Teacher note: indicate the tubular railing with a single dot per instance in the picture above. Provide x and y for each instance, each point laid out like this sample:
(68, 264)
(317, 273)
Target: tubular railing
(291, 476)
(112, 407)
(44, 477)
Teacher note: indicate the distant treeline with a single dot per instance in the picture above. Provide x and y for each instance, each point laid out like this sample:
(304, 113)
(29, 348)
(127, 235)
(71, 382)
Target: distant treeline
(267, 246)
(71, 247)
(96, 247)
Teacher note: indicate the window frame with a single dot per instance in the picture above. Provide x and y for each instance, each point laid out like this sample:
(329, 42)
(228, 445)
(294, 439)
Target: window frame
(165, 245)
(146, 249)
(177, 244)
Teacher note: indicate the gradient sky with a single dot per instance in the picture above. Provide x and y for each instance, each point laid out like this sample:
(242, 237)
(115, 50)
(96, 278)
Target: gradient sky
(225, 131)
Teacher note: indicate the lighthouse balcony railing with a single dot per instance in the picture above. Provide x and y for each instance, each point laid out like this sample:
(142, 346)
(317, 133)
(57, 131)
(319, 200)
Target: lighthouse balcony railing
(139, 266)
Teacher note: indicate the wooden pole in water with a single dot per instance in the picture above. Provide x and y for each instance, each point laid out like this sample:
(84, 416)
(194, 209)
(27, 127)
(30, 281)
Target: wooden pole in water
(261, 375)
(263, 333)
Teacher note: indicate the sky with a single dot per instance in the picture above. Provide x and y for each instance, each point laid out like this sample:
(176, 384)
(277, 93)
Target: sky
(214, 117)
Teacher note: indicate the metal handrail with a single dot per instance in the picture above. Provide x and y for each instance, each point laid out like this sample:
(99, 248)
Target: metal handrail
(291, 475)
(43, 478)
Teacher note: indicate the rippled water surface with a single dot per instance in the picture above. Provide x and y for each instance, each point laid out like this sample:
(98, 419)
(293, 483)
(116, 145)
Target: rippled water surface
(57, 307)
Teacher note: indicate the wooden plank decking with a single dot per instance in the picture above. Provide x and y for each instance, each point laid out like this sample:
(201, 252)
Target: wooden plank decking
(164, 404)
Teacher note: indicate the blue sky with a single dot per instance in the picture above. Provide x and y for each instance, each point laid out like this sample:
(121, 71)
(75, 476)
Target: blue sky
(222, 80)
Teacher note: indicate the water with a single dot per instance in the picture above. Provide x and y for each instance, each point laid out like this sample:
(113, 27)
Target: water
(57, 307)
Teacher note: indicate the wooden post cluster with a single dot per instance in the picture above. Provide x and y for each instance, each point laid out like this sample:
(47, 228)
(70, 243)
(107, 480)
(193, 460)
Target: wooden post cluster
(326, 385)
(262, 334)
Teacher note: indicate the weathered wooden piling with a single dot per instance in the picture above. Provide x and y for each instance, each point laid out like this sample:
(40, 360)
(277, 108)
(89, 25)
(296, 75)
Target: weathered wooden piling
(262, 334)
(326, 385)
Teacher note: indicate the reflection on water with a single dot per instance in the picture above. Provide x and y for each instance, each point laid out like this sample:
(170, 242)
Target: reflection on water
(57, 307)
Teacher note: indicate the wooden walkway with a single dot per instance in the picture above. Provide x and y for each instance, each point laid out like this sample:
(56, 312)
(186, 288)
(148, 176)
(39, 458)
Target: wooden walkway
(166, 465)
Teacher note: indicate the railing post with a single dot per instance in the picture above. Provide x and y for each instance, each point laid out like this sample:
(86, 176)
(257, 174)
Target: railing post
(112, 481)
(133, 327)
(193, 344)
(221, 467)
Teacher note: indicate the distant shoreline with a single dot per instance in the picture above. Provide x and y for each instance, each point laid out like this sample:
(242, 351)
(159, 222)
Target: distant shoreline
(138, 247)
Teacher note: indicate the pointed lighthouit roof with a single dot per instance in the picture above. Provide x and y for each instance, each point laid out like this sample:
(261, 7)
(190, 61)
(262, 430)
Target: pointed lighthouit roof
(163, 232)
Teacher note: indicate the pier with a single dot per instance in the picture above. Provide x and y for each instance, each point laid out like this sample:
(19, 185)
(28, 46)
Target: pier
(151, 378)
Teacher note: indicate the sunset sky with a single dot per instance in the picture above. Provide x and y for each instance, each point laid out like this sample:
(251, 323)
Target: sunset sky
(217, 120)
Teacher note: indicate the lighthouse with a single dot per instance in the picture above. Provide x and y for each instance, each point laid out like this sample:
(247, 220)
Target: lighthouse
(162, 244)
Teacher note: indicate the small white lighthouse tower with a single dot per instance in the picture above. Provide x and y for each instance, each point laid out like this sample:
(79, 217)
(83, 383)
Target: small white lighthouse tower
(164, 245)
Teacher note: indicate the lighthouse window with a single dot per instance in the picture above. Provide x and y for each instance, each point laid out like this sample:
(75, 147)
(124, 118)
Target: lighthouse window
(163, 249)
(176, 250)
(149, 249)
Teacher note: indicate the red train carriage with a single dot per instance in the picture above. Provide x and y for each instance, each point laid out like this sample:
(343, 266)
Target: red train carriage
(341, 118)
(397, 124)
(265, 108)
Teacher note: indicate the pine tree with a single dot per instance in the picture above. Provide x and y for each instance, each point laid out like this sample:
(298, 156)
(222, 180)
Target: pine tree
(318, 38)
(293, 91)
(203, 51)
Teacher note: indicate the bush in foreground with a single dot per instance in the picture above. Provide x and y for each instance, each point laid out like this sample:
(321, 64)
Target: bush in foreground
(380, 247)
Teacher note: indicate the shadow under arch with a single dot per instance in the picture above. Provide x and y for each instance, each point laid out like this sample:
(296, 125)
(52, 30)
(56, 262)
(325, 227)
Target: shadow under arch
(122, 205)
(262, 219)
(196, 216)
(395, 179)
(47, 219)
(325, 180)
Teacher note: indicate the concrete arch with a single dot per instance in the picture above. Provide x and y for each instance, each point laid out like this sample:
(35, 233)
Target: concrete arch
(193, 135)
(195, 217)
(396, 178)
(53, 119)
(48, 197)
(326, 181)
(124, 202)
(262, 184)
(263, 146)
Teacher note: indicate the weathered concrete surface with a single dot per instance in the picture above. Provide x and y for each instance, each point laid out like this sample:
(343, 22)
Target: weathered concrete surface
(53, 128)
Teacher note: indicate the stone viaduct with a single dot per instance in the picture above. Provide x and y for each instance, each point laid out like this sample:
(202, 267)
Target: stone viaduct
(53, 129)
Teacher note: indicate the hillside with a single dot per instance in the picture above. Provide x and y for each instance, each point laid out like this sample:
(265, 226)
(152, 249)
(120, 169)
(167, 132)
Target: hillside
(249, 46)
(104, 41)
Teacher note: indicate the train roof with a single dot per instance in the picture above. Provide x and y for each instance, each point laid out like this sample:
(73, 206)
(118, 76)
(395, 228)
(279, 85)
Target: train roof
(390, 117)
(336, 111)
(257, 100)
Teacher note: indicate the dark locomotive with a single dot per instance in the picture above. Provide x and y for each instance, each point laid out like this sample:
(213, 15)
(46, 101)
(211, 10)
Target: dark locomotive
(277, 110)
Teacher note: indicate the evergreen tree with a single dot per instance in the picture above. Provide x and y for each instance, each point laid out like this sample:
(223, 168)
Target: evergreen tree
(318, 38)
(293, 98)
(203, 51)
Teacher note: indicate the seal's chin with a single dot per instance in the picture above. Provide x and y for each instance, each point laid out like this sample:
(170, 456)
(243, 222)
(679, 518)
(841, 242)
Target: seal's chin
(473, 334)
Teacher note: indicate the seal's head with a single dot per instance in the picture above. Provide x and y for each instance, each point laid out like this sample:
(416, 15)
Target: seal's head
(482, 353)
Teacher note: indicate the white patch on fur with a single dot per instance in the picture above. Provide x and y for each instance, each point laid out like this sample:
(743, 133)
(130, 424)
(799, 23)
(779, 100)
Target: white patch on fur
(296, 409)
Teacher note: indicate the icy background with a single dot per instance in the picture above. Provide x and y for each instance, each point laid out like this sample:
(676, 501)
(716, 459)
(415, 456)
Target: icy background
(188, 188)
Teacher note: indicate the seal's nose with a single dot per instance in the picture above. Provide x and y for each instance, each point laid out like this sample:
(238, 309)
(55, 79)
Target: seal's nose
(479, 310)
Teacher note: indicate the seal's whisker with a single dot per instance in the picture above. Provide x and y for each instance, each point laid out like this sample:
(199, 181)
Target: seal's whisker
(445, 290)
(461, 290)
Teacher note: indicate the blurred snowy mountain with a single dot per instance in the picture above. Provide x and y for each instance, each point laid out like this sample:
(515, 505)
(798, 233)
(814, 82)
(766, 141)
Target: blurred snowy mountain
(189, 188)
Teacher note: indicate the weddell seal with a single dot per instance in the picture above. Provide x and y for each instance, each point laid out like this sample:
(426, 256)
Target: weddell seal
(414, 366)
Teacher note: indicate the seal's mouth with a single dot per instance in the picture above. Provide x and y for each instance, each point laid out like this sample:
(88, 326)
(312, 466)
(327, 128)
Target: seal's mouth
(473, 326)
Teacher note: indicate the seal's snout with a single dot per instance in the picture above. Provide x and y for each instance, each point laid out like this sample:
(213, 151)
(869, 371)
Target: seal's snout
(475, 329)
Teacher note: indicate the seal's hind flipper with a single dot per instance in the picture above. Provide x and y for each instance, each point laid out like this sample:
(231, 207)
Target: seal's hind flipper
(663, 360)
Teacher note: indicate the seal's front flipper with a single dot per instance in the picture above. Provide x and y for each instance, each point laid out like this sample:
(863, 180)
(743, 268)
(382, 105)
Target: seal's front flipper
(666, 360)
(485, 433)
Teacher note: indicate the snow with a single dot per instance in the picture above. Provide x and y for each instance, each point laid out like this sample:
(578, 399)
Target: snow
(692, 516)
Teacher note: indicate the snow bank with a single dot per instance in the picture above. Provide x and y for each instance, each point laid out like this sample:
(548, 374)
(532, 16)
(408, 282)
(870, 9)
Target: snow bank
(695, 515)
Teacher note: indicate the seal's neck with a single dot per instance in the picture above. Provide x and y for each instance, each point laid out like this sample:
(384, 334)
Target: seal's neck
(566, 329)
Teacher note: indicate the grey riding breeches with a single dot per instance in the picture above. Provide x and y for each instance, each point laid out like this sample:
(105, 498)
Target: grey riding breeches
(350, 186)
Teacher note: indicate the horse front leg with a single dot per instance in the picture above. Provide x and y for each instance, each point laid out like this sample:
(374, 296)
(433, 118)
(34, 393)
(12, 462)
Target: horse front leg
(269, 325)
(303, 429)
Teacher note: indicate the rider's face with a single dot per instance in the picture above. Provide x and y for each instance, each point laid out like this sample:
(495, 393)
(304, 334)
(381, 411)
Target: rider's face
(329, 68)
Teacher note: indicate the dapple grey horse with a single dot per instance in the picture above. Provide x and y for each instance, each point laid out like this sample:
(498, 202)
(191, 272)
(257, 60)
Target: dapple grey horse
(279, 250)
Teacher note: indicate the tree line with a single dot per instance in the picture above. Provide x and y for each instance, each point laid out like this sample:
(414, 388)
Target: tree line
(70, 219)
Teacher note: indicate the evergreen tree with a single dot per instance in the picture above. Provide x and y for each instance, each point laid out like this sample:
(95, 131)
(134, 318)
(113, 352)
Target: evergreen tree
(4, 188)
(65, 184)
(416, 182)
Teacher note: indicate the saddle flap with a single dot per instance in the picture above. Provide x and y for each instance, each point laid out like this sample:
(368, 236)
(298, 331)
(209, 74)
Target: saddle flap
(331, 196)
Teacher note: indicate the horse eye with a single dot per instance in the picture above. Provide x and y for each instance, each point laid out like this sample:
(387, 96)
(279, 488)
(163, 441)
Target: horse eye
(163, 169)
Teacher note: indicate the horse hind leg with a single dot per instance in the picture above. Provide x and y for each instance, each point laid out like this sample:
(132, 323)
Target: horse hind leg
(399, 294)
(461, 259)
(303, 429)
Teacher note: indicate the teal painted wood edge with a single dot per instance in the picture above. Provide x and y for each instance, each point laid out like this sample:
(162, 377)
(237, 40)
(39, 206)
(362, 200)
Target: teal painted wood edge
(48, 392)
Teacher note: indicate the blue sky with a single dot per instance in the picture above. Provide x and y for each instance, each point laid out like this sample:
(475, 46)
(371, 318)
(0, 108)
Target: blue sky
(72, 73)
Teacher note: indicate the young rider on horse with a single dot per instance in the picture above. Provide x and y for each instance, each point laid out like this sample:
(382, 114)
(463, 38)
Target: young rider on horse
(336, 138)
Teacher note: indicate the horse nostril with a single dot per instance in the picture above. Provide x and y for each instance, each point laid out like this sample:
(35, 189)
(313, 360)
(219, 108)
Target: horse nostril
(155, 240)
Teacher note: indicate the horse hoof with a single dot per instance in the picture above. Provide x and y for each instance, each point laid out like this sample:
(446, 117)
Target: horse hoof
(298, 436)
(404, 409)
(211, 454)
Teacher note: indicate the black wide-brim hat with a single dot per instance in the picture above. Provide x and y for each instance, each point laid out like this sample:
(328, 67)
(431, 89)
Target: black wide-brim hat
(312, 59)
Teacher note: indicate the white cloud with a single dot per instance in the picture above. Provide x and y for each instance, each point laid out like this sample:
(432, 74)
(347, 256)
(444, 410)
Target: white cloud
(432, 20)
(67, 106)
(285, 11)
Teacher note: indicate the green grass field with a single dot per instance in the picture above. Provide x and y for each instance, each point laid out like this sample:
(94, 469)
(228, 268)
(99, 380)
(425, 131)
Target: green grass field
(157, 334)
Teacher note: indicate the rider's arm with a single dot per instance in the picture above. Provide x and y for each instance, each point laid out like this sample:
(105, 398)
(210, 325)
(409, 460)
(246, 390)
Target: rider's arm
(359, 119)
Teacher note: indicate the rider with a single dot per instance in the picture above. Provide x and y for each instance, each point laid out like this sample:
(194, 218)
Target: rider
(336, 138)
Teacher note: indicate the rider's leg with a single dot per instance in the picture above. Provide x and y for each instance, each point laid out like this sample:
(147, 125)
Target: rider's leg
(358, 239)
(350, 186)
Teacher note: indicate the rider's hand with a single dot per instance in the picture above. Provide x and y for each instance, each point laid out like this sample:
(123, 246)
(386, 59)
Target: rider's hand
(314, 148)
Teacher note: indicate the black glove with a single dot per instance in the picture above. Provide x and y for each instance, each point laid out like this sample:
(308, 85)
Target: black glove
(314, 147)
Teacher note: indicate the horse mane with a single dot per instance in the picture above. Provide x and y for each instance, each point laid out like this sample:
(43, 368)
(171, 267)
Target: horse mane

◇ ◇ ◇

### CHALLENGE
In the listing above, find the line containing "Teacher note: indicate the horse hoof" and please quote exactly that line through the last one, and no other lines.

### WRITTEN RESPONSE
Teacher note: indicate the horse hoof with a single dot per instance in the picture above. Provide x and y for each instance, each point laid out like this sample:
(446, 117)
Target: horse hoof
(298, 436)
(404, 409)
(211, 454)
Teacher note: indicate the black wide-brim hat with a single dot per instance in the picture above. Provide x and y for each instance, each point laid out like this sample:
(328, 67)
(431, 89)
Target: black wide-brim hat
(312, 59)
Teacher note: indicate the white cloud with a single dot per instance in the picture above. Provide x and y for each instance, each point laid out like this sample:
(432, 74)
(347, 256)
(444, 410)
Target: white cloud
(432, 20)
(67, 106)
(285, 11)
Teacher note: indicate the green grass field with a single dot per instance in the picture above. Provide x and y for each instance, each point laid out like this sample:
(94, 469)
(228, 268)
(99, 380)
(425, 131)
Target: green grass field
(157, 334)
Teacher note: indicate the rider's arm with a single dot per instance in the picture above. Provide x and y for each instance, each point laid out like this sample:
(105, 398)
(210, 325)
(409, 460)
(246, 390)
Target: rider's arm
(359, 119)
Teacher note: indicate the rider with a single dot per instance in the picture above. Provide x and y for each instance, each point laid out like this sample:
(194, 218)
Target: rider
(336, 138)
Teacher note: indicate the rider's leg with a single dot per instance in the picture above. Provide x and y for each instance, each point laid out like this sample:
(147, 125)
Target: rider's leg
(358, 239)
(350, 186)
Teacher note: indicate the rider's hand with a single dot per instance in the picture above. Provide x and y for each instance, each point laid out like this sample:
(123, 246)
(386, 59)
Target: rider's hand
(314, 148)
Teacher note: indicate the black glove with a single dot per instance in the picture above. Provide x and y for each instance, each point laid out like this sample:
(308, 85)
Target: black glove
(314, 147)
Teacher note: indicate the horse mane with a single dot per instance in the picture above. Provide x and y for each instance, each point laid out like this sample:
(43, 368)
(171, 267)
Target: horse mane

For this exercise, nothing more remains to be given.